(Position identification records)
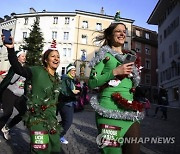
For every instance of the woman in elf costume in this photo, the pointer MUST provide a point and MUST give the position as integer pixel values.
(12, 95)
(117, 115)
(41, 115)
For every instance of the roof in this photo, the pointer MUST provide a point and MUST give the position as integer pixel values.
(159, 11)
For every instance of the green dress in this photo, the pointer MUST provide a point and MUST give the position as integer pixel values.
(113, 121)
(40, 117)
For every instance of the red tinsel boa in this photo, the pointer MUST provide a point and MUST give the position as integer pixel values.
(136, 106)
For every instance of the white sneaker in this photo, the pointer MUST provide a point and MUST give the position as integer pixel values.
(6, 134)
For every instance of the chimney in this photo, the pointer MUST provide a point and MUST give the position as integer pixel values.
(32, 10)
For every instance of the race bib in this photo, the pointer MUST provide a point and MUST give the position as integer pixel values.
(110, 135)
(39, 139)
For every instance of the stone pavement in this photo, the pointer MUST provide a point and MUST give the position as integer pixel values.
(83, 132)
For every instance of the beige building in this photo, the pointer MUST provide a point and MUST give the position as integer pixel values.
(73, 31)
(166, 15)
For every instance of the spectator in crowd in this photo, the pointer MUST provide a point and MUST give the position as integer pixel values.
(12, 95)
(116, 111)
(40, 117)
(67, 99)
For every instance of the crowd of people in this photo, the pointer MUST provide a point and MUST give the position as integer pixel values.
(39, 95)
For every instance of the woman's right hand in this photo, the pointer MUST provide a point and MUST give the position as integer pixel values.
(8, 45)
(124, 69)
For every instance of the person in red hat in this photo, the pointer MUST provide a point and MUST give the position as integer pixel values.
(40, 117)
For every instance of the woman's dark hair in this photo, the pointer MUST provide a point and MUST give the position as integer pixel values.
(45, 57)
(107, 34)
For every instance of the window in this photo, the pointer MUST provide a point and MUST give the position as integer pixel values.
(84, 39)
(163, 57)
(137, 32)
(64, 54)
(25, 21)
(54, 35)
(138, 47)
(147, 50)
(176, 47)
(66, 35)
(55, 20)
(24, 35)
(85, 24)
(83, 55)
(148, 64)
(69, 52)
(160, 38)
(67, 19)
(170, 51)
(147, 79)
(147, 36)
(98, 26)
(176, 93)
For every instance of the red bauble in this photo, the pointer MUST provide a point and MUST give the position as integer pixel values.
(133, 90)
(43, 107)
(32, 110)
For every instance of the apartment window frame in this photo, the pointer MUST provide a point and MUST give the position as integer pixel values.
(54, 35)
(55, 20)
(147, 79)
(138, 32)
(138, 46)
(67, 20)
(98, 26)
(147, 50)
(147, 35)
(147, 64)
(84, 39)
(26, 21)
(83, 54)
(85, 24)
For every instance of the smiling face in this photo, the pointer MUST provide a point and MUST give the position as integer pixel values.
(22, 58)
(119, 35)
(53, 60)
(72, 72)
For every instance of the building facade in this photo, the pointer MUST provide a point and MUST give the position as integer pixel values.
(145, 43)
(166, 15)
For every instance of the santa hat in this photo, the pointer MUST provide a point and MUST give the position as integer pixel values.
(18, 53)
(70, 67)
(53, 45)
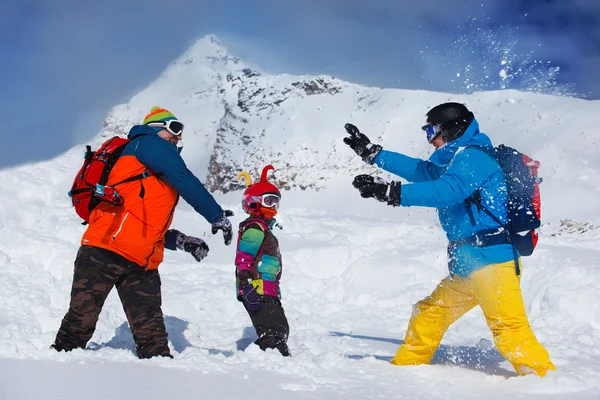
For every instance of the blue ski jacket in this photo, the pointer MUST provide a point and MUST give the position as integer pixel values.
(452, 174)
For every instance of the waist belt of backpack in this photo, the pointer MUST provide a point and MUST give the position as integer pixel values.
(491, 237)
(485, 238)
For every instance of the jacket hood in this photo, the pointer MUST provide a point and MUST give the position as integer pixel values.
(140, 130)
(471, 137)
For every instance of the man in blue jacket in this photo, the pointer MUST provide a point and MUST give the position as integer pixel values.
(483, 272)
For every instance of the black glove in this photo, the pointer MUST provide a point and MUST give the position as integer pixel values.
(225, 225)
(190, 244)
(250, 296)
(370, 186)
(360, 143)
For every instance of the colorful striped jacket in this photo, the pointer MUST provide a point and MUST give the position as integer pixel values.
(258, 256)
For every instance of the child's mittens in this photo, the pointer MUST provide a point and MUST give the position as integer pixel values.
(250, 296)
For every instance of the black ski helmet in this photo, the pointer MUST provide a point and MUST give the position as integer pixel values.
(453, 119)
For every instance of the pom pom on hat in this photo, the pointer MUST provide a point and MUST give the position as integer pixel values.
(158, 114)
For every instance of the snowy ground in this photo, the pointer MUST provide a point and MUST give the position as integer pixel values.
(352, 270)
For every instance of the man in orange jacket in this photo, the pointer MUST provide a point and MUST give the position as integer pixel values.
(123, 245)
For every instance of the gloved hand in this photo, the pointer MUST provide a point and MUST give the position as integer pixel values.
(225, 225)
(190, 244)
(360, 143)
(250, 296)
(370, 186)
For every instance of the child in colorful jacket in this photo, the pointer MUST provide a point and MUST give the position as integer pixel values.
(258, 264)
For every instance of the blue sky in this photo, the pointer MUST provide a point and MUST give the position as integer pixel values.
(65, 63)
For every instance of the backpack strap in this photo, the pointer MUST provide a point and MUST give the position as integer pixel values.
(489, 237)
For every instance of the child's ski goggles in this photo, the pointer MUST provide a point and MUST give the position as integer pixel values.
(173, 126)
(431, 131)
(269, 200)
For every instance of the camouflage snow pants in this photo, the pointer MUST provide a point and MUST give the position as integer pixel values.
(96, 272)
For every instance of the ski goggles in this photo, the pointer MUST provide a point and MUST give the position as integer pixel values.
(431, 131)
(173, 126)
(269, 200)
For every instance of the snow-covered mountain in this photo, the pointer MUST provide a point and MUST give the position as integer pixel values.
(352, 267)
(241, 118)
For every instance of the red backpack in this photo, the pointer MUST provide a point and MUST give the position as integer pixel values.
(89, 187)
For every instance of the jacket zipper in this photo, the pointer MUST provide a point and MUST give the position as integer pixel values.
(120, 226)
(163, 230)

◆ The exercise: Restate the whole listing above exactly, except for its images.

◆ Expected output:
For every instance of the woman in elf costume in this photo, the pointer MUST provide a point and MUST give the position as integer pixel values.
(12, 95)
(117, 115)
(41, 115)
For every instance of the roof in this photo, the pointer MUST provide a point and MUST give the position as integer pixel values.
(159, 11)
For every instance of the green dress in this photo, the pointer MUST provide a point and MUST give the position as integer pixel values.
(113, 121)
(40, 117)
For every instance of the red tinsel boa in this photo, the pointer MUST provide a point and MUST give the position as integer pixel values.
(136, 106)
For every instance of the white sneaker in this photo, the pointer MUST provide a point and MUST give the position as integer pixel values.
(6, 134)
For every instance of the chimney in this photo, the pointer MUST provide a point and MUST give the position as integer pixel values.
(32, 10)
For every instance of the race bib in this photo, the pointer MUST provide a point and MUST give the position as integer pixel values.
(110, 135)
(39, 139)
For every instance of the stone pavement in this photo, the pointer MUST provide a point and MUST give the position as integer pixel values.
(83, 132)
For every instance of the beige building in this photo, the pointer MUST provide a point and MUST give the position as integer pixel values.
(73, 31)
(166, 15)
For every instance of the spectator in crowd in this photo, the pointer MUST provide a point and MUST give the position as integer pixel values.
(12, 95)
(116, 111)
(40, 117)
(67, 99)
For every instance of the crowd of people in this photo, the pointer MUST provide a point and MUST give the position as integer pixel values.
(39, 95)
For every instance of the woman's right hand in this photo, the pointer MUST provide a point and MUST give the position as integer pixel values.
(8, 45)
(124, 69)
For every instance of the person in red hat in this photo, the pointer MUST provide a point and MUST give the position as integer pixel values.
(40, 117)
For every instance of the woman's dark hair in this photo, the pointer MUST provide a point and MUST give the position as integer pixel values.
(45, 57)
(107, 34)
For every instance of the window in this photo, the pointer MUST provide a point and MUST give the position as integer pixel values.
(84, 39)
(163, 57)
(137, 32)
(64, 54)
(25, 21)
(54, 35)
(138, 47)
(147, 50)
(176, 47)
(66, 35)
(55, 20)
(24, 35)
(85, 24)
(83, 55)
(148, 64)
(69, 52)
(160, 38)
(67, 19)
(170, 51)
(147, 79)
(147, 36)
(98, 26)
(176, 93)
For every instance of the red bauble in this photo, the pointer MUST provide a point and MUST give the position as integer pixel values.
(133, 90)
(43, 107)
(32, 110)
For every instance of the apartment window frame in this photo, the pointer MUST provide a point and MUST give the position as integer pixel values.
(54, 35)
(55, 20)
(147, 79)
(138, 32)
(138, 46)
(67, 20)
(98, 26)
(147, 50)
(147, 35)
(147, 64)
(84, 39)
(26, 21)
(83, 54)
(85, 24)
For every instance of the smiling face in this photo, the pointer MUST provide a point and MUST give the position as integer pixel values.
(22, 58)
(119, 35)
(53, 60)
(72, 72)
For every instance of the building facade in this photo, the pointer MUST provide a point and MUST give the position as integer pixel values.
(145, 43)
(166, 15)
For every instance of the santa hat in this photo, the pointer MUST provide a point and MUST give the position as integer pixel values.
(18, 53)
(70, 67)
(53, 45)
For every instance of the blue ski jacket in this photo, the pointer MUST provide a point and MUST give the position as integer pixel values.
(452, 174)
For every instance of the waist belt of backpack in this photo, the pointer MUST provide a point and MUST give the position as integer pixel values.
(491, 237)
(485, 238)
For every instance of the jacket hood in this photo, the pointer MUST provide a point and MUST give the position as integer pixel values.
(140, 130)
(471, 137)
For every instance of the man in blue jacket in this photo, the pointer MUST provide a point and MUST give the position as integer pixel values.
(483, 272)
For every instance of the black glove in this photo, the pointer MUST provide a point and MUST give the position as integer pixel values.
(225, 225)
(190, 244)
(250, 296)
(370, 186)
(360, 143)
For every instance of the colorful striped jacket in this photo, the pointer MUST provide a point and MUST give the position as integer pixel values.
(258, 256)
For every instance of the child's mittens in this photo, the pointer MUST provide a point and MUST give the position as integer pixel values.
(250, 296)
For every instance of the black ski helmet in this photo, the pointer MUST provide a point and MUST give the position as integer pixel values.
(453, 119)
For every instance of the pom pom on hat in this photo, the pointer MUST provide a point and MUST give the position as integer pixel values.
(158, 114)
For every instance of the snowy ground in this photo, the pointer MUST provide a point and MUST give the position as integer pixel values.
(352, 270)
For every instance of the man in orange jacket in this photo, the pointer MUST provide a point and MUST give the position as integer pixel values.
(123, 245)
For every instance of the gloved hand in this photo, the pointer MUST provide a point and MUST give the position as integer pixel values.
(225, 225)
(190, 244)
(360, 143)
(250, 296)
(370, 186)
For every instance of the child in colorful jacket in this photo, the pointer MUST provide a point and MUST give the position as integer pixel values.
(258, 264)
For every instance of the blue sky in this photo, the pointer MUST provide a point and MUST give the position as integer pixel values.
(65, 63)
For every instance of the backpack strap in this photo, the pointer MUST provide a point and MUST give the position as integer pixel values.
(489, 237)
For every instance of the child's ski goggles in this photo, the pointer MUST provide a point and MUST give the position as integer pixel values.
(173, 126)
(431, 131)
(269, 200)
For every instance of the camouflage snow pants in this photo, the pointer MUST provide a point and MUST give the position as integer pixel values.
(96, 272)
For every instance of the ski goggles in this photo, the pointer MUST provide a point and MUST give the position as integer pixel values.
(431, 131)
(173, 126)
(269, 200)
For every instance of the snow-covered mountain in this photo, the pointer MUST provide a point and MUST give the position as integer pixel values.
(352, 267)
(241, 118)
For every instance of the red backpack in this photo, the pointer MUST provide a point and MUST give the position as integer pixel values.
(89, 187)
For every instance of the jacket zipper in this photo, the pointer MUST provide a point and MUST give the position as integer pixel values.
(120, 226)
(163, 230)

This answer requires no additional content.